— start DATA EXTRACT —
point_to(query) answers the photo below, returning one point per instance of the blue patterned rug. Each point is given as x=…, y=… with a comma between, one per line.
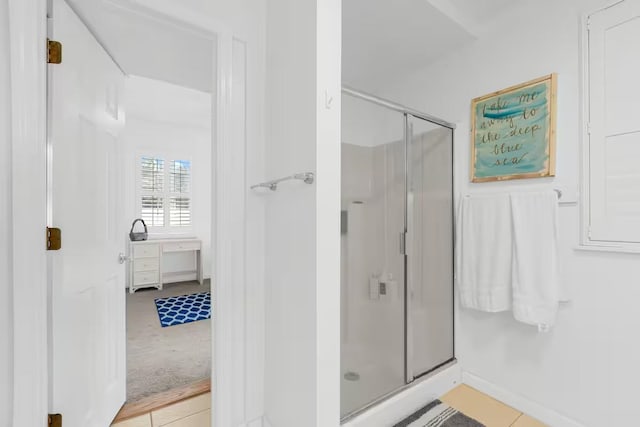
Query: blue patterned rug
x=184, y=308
— end DATA EXTRACT —
— start DATA EXTRACT —
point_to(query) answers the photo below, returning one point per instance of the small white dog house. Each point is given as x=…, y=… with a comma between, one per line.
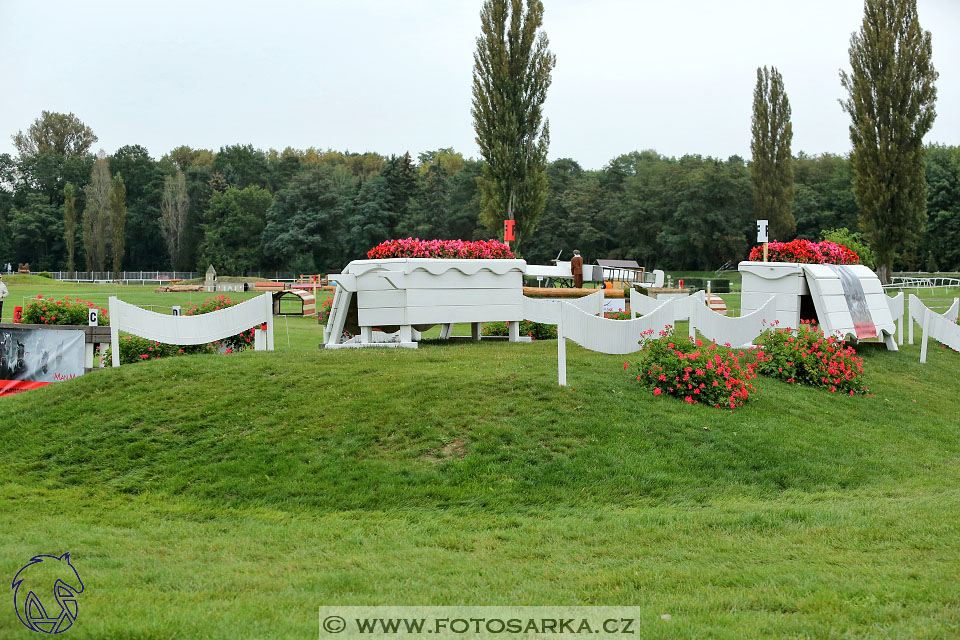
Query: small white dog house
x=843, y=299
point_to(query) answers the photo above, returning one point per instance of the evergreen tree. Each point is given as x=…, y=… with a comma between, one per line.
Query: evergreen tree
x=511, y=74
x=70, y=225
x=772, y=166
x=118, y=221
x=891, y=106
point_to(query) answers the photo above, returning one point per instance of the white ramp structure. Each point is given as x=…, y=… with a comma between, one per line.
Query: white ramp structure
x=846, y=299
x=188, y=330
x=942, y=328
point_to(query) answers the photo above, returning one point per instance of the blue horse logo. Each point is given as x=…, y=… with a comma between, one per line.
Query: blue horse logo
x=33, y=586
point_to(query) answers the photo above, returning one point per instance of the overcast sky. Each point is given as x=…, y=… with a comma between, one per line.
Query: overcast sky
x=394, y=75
— end DATA EXTRACT —
— start DATA EXTRACT —
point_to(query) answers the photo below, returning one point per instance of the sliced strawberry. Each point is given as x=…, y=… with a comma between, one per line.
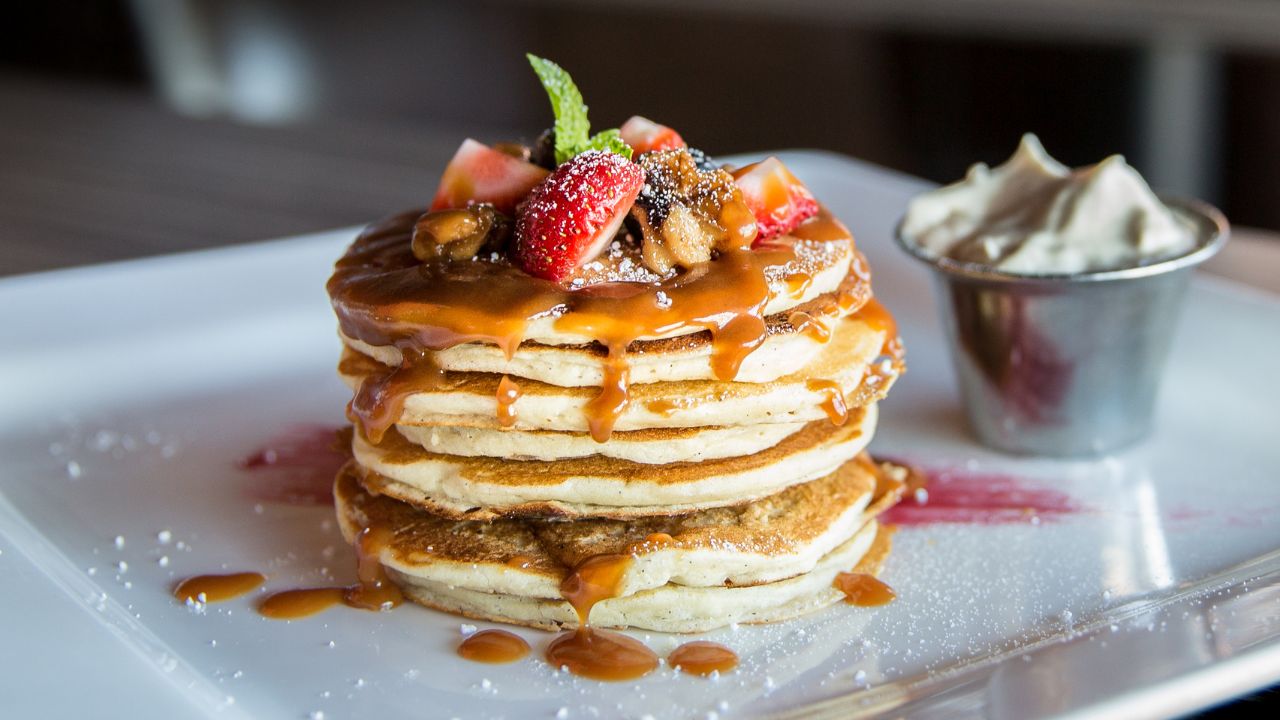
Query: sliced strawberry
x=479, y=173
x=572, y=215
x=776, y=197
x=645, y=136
— end DATA EXTRACT —
## [WORK TO COMPLETE]
Show, copied in full, every line in the three blocks above that contains the word "logo".

## [RESPONSE TO THIS TASK]
point_to(query) answers the photo above, returning one point per instance of the blue horse logo. Each point is given as x=…, y=… with a comma between, one per line.
Query: blue horse logo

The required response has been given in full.